Extract provided —
If you work with video long enough, you'll meet a subtitle file you don't recognize. Someone hands you a .ass and your editor refuses it. A vendor sends a .ttml and asks if you can ingest it. YouTube exports a .sbv and you wonder why it isn't an SRT. The list of subtitle formats is longer than most people realize, but three cover almost everything and a handful of others cover the rest.
This guide is reference-style. Read it top to bottom for context, or skim to the format on your desk.
Why so many subtitle formats exist
Subtitle formats accreted over thirty years of video tech, each wave solving a problem the previous one couldn't.
The first wave came out of the DVD era in the late 1990s. SubRip (producing SRT files) ripped subtitles off DVDs into plain text — no styling, no positioning, just numbered cues with timestamps. It became the universal format because it was readable in Notepad and trivial to author.
The second wave was the web. As HTML5 video replaced Flash, browsers needed a native subtitle format that could carry positioning, styling, and accessibility metadata. The WHATWG and W3C designed WebVTT — superficially like SRT but with cue settings, CSS hooks, voice tags, and track-kind metadata.
The third wave came from creative communities. Anime fansub groups in the early 2000s wanted typeset karaoke, multi-color text, animation, and pixel-perfect positioning. SubStation Alpha (SSA) and its successor Advanced SubStation Alpha (ASS) were built for that — closer to a stylesheet than a caption file.
The fourth wave was broadcast and OTT compliance. Streaming platforms and broadcasters needed an XML-based exchange format with speaker IDs, sound effects, language tags, and multiple presentations. TTML and its profile DFXP filled that role. Legacy broadcast still uses SCC for CEA-608 closed captions.
Most of the time you only need to know three: SRT, VTT, and ASS.
SRT (SubRip)
SRT is the lingua franca. If a tool reads exactly one subtitle format, it's SRT. It originated as the output of SubRip, a Windows app for ripping DVD subtitles, and became a de facto standard because nothing matched it for simplicity.
The structure is dead simple — each subtitle is a numbered cue:
1
00:00:00,500 --> 00:00:03,000
Welcome to the demo.
2
00:00:03,500 --> 00:00:06,000
Let's get started.
Three lines per cue: a sequential integer, a timestamp range using HH:MM:SS,mmm --> HH:MM:SS,mmm (the comma before milliseconds is a European-locale legacy), and the caption text. Blank line between cues. UTF-8 in modern tools; older tools sometimes default to local code pages and produce mojibake on non-Latin scripts.
Where you'll see it: every desktop player (VLC, MPV, QuickTime), every editor (Premiere, Final Cut, DaVinci Resolve, CapCut), every upload pipeline (YouTube, Vimeo, OTT), every consumer device that supports external subtitles.
Strengths: universal compatibility, trivially editable, tiny files, no spec ceremony.
Weaknesses: no native styling (some players honor non-standard <i>, <b>, <u>, <font color> tags but it's inconsistent), no positioning, no metadata fields. If your work needs styled or positioned captions, SRT cannot carry them.

Stored records —
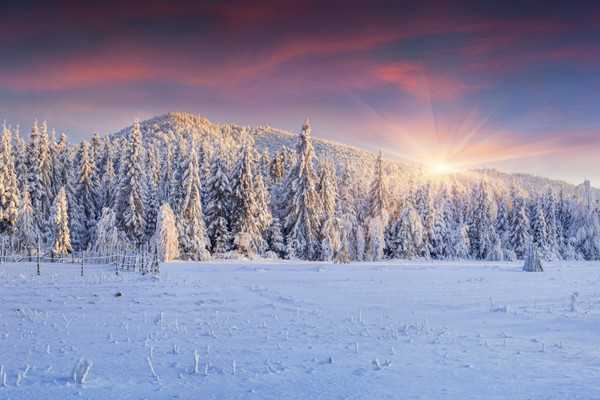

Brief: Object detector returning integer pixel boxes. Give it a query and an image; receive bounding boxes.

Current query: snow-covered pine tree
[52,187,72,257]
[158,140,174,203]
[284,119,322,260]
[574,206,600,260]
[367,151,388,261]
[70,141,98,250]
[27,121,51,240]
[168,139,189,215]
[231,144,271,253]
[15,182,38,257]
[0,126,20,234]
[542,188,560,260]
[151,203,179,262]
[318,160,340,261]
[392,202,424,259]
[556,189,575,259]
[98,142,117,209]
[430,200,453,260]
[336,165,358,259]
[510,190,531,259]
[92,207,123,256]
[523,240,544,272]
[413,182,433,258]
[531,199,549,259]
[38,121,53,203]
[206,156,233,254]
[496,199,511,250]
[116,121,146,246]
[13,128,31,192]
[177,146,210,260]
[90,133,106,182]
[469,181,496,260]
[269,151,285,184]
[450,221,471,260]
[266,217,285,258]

Short task 1 — In the subtitle formats guide, put this sentence into Spanish: "If a tool reads exactly one subtitle format, it's SRT."
Short task 2 — Pick up the subtitle formats guide after its last sentence and keep writing it.
The listing has no connection to the subtitle formats guide.

Exercise response 1 — Si una herramienta lee exactamente un formato de subtítulos, es SRT.

Exercise response 2 —
For the head-to-head, see the SRT vs VTT guide. For extracting a YouTube video directly to SRT, the YouTube-to-SRT how-to. For picking output format upfront, the download YouTube subtitles how-to.
VTT (WebVTT)
VTT is the HTML5-native subtitle format — the official format for the <track> element, finalized as a W3C Recommendation in 2019. Where SRT is a community convention, VTT has a real spec.
A minimal VTT file looks superficially like SRT:
WEBVTT
1
00:00:00.500 --> 00:00:03.000
Welcome to the demo.
2
00:00:03.500 --> 00:00:06.000
Let's get started.
Three differences from SRT: the file must start with the literal WEBVTT header, timestamps use a period before milliseconds (not a comma), and the cue identifier is optional. The interesting features are what VTT lets you add on top:
- Cue settings — directives after the timestamp position cues:
line:0 position:50% align:centerpins to the top, horizontally centered. - Styling —
::cuepseudo-elements in your stylesheet, or inline<c.classname>tags mapped to CSS classes. - Voice tags —
<v Speaker Name>Hello there</v>tags speakers for accessibility and assistive tech. - Metadata —
NOTEcomments, regions, chapter markers. - Track kinds —
subtitles,captions,descriptions,chapters,metadatavia the<track>element'skindattribute.
Where you'll see it: HTML5 <video>, browser-based players, accessibility-graded web content.
Strengths: native browser parsing, richer features than SRT, accessibility-aware, real spec.
Weaknesses: less universal in offline players and consumer editors — many older NLEs don't support VTT and require a converter. Pre-2019 systems frequently lack native support.
For the SRT-vs-VTT decision and conversion mechanics, see the SRT vs VTT guide.
ASS / SSA (Advanced SubStation Alpha)
ASS and its predecessor SSA are the styling-rich formats. Built by and for anime fansub communities in the late 1990s and early 2000s, and adopted by professional subtitling shops who need precise typography. Where SRT and VTT are caption files, ASS is closer to a stylesheet plus a script.
An ASS file is structured like an INI file:
[Script Info]
Title: Demo
ScriptType: v4.00+
[V4+ Styles]
Format: Name, Fontname, Fontsize, PrimaryColour, ...
Style: Default,Arial,24,&H00FFFFFF, ...
[Events]
Format: Layer, Start, End, Style, Name, MarginL, MarginR, MarginV, Effect, Text
Dialogue: 0,0:00:00.50,0:00:03.00,Default,,0,0,0,,Welcome to the demo.
Dialogue: 0,0:00:03.50,0:00:06.00,Default,,0,0,0,,Let's get started.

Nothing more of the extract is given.